### WRITTEN REQUEST 1
Decide whether each statement agrees with the vuvuzela thread, answering yes or no and quoting the deciding words: (a) The poster bought the vuvuzela from WorldSoccerShop.com. (b) The poster can play roughly two octaves on it. (c) The poster sneaked it into last year's US Open.
### WRITTEN REQUEST 2
Carry the vuvuzela thread forward from its final line.

### SUPPLIED PASSAGE
# Vuvuzela as "brass" instrument?



## bachtothefuture

During last year's World Cup I bought a vuvuzela from WorldSoccerShop.com. When I got it in the mail I discovered it was collapsible (and it's portability allowed me to sneak it into last year's US Open in NY).

After fooling around with it, I discovered I can some notes on it, roughly an octave-and-a-half: G2-D4. (I can also play a G4.) Here are some of my attempts at playing some music:

The Star-Spangled Banner: 





La Marseillaise





Star Wars theme:





Wagner's "Ride of the Valkyries" (excerpt):





Telemann Trumpet Concerto in D major (TWV 51 D7)
1st movement, Adagio: 



2nd movement, Allegro: 



4th movement, Allegro: 




Stravinsky's Rite of Spring (excerpt from the introduction to the first part):


----------



## elgar's ghost

Good effort on your part and I'm glad you've had musical fun but their deafening omnipresence at the World Cup soured the whole bloody competition for me. If I don't see or hear one at a sporting event ever again it won't be too soon.


----------



## Delicious Manager

You had a little too much spare time on your hands, didn't you?


----------



## Rasa

Congratulations, you reinvented the trombone.


----------



## Kopachris

Rasa said:


> Congratulations, you reinvented the trombone.

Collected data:
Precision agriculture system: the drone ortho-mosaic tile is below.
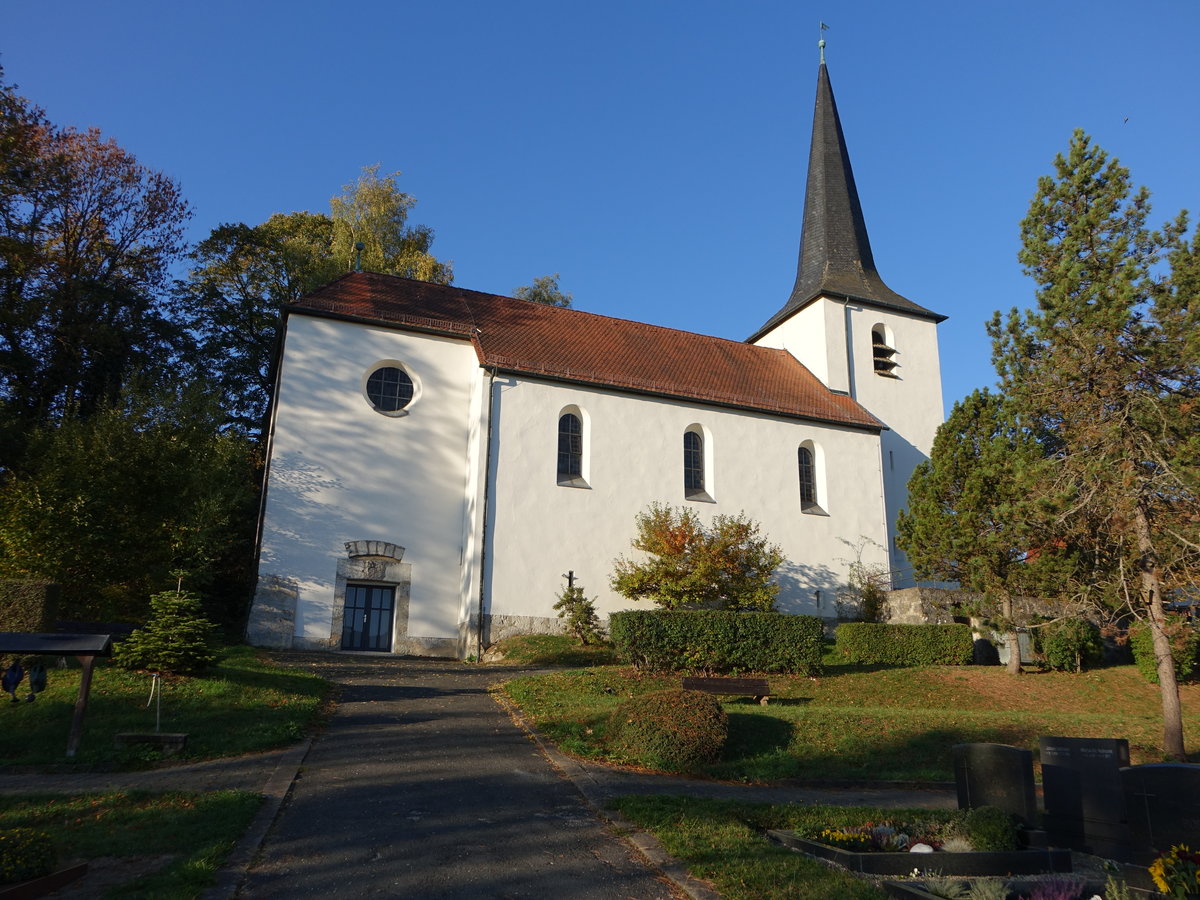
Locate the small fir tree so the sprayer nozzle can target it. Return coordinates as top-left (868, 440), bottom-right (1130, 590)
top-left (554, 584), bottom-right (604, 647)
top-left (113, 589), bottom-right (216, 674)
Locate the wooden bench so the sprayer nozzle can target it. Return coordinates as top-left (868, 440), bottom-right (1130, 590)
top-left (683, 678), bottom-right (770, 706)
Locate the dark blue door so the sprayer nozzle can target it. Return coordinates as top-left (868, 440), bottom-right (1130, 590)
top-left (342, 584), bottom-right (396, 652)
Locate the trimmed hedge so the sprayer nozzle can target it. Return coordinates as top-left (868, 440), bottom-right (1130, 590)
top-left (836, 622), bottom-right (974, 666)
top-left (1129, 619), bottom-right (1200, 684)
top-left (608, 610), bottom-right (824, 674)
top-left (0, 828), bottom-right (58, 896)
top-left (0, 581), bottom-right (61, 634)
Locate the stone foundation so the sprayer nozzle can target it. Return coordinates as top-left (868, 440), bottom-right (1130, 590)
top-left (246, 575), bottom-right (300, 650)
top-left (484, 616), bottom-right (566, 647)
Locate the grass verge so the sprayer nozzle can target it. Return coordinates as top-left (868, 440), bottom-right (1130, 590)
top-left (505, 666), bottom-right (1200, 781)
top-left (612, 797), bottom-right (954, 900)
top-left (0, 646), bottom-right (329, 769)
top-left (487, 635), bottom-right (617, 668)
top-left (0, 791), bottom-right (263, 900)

### WRITTEN RESPONSE 1
(a) Yes: "I bought a vuvuzela from WorldSoccerShop.com"
(b) No: "roughly an octave-and-a-half: G2-D4"
(c) Yes: "it's portability allowed me to sneak it into last year's US Open in NY"

### WRITTEN RESPONSE 2
A less complex trombone that's cheaper to mass-produce. :trp:


----------



## Delicious Manager

Kopachris said:


> A less complex trombone that's cheaper to mass-produce. :trp:


... and which sounds JUST as nice


----------



## Aksel

Delicious Manager said:


> ... and which sounds JUST as nice


This earns you a place in the sixth circle of hell. True story.:devil:


----------



## Argus

elgars ghost said:


> Good effort on your part and I'm glad you've had musical fun but their deafening omnipresence at the World Cup soured the whole bloody competition for me. If I don't see or hear one at a sporting event ever again it won't be too soon.


I might be the only person that liked them at the World Cup. Firstly, I actually liked the droning, noise cloud sound of hundreds of them all at different pitches and then later in the tournament the crowd got more adept and started blowing in rhythms. Secondly, I think they gave that WC a real distinguishing feature and the instrument and the event have become linked in my memory, so when I hear or see one I think of the other.

Unfortunately, it was a **** WC for England and a poor one for goals in general, so it's not really that good to be reminded of.


----------



## AidanTrumpet

I hate this thing. Hahaha.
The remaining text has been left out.